## Given task
Rewrite these lines with "flagpole" changed to "mast" wherever it occurs and everything else kept the same, leaving the pictures out.

## Dataset

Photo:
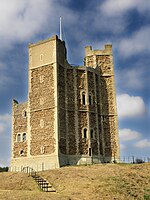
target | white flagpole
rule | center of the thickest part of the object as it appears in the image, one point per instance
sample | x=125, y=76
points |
x=60, y=36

## Output
Photo:
target | white mast
rule | center of the thickest part of the object as it appears in the image, one point per instance
sample | x=125, y=76
points |
x=60, y=36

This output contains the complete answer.